Говорят: «Пламя пожара перекинулось на соседнее строение», подразумевается — искры долетели. Но бывает, ни ветер, ни расстояние не способствуют «перекиду», однако дома на другой стороне улицы вдруг вспыхивают — как бы по эстафете. И, наоборот, каменная стена — брандмауэр не дает загореться деревянному дому, хотя искры от горящего вплотную соседа через нее перелетать способны. Не вправе ли мы предположить, что важным фактором распространения пожара является световой поток, излучаемый пламенем, а не только искры и жар? Может быть, пылающий огонь каким-то образом посылает в лучах света информационные сигналы, катализирующие начало реакции горения в окружении?
Биологами доказан факт электромагнитного взаимовлияния клеток: разделенные непроницаемым препятствием клеточные культуры согласованно делятся и дифференцируются. Может, и обычные химические реакции способны к информационному взаимодействию?
В 20-е годы прошлого века российские физики Ландсберг и Мандельштам открыли так называемое комбинационное рассеяние света. (На Западе оно называется рамановским — в честь индийца Рамана, обнаружившего это же явление чуть позже, но опубликовавшего свою заметку чуть раньше. За это открытие Раману дали в 1930 году Нобелевскую премию, демонстративно проигнорировав физиков из СССР.) Оказывается, свет, проходя через прозрачную среду, меняет спектральный состав так, что тонкие линии спектра смещаются — молекулы среды оставляют в световом потоке свой индивидуальный рисунок. Так, может быть, и химическая реакция горения автоматически записывает в световом потоке, идущем от пламени, свой уникальный код, способный запускать горение, если свет, несущий сигнал, поглощается горючим материалом?
Мы задали этот вопрос известному специалисту по спектроскопии комбинационного рассеяния, доктору физико-математических наук из краснояского Института физики Александру Николаевичу Втюрину. Ученый ответил: «Слабо верится, что между неодушевленными объектами осуществляется некий, именно информационный, контакт. Свет, рассеянный веществом, действительно меняет свои спектральные характеристики — это основа так называемой рамановской спектроскопии. Однако для считывания информации нужны соответствующие приборы и разум человека».

• **ЗАДАНИЕ 1**
В каком году Раману присудили Нобелевскую премию, согласно тексту о распространении пожара?
• **ЗАДАНИЕ 2**
Выведите из текста о распространении пожара всё, начиная со слов «Биологами доказан факт» и вплоть до слов «к информационному взаимодействию?».
Приведённый далее материал никак не связан с текстом о распространении пожара.

• **РАЗДЕЛ ДАННЫХ**
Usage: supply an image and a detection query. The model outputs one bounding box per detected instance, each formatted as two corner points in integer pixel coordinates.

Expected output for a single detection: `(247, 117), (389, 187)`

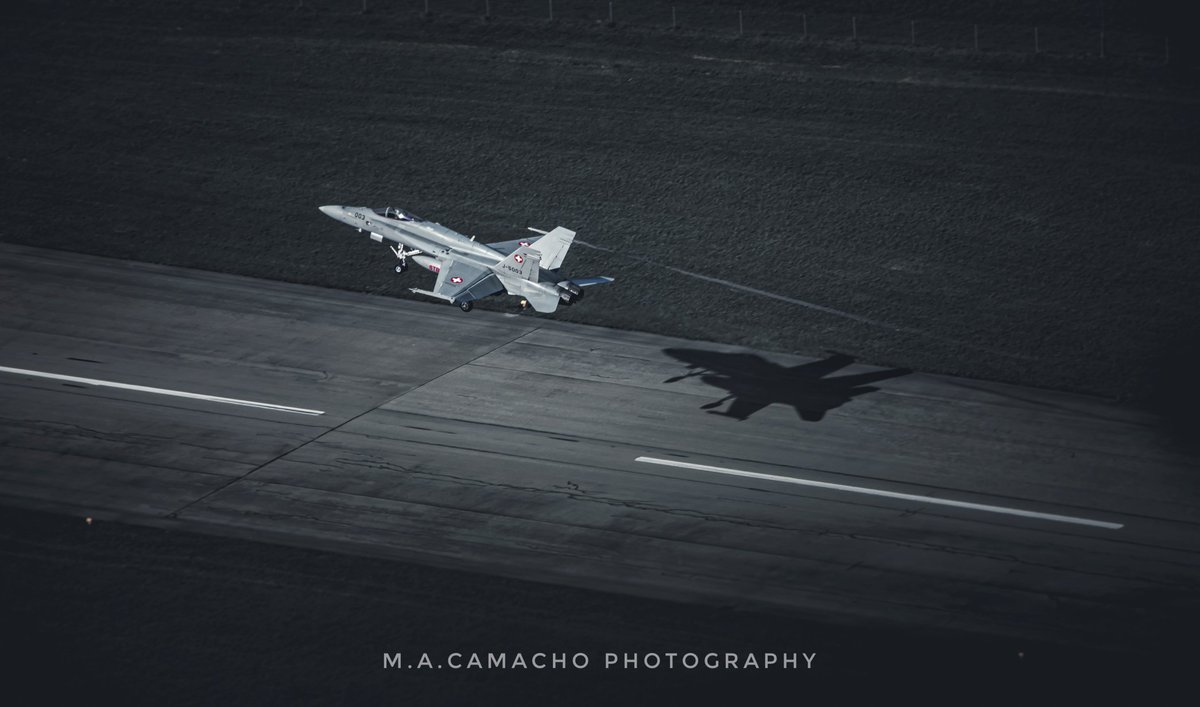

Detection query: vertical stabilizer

• **ГОТОВЫЙ ОТВЕТ 1**
В 1930 году.

• **ГОТОВЫЙ ОТВЕТ 2**
Биологами доказан факт электромагнитного взаимовлияния клеток: разделенные непроницаемым препятствием клеточные культуры согласованно делятся и дифференцируются. Может, и обычные химические реакции способны к информационному взаимодействию?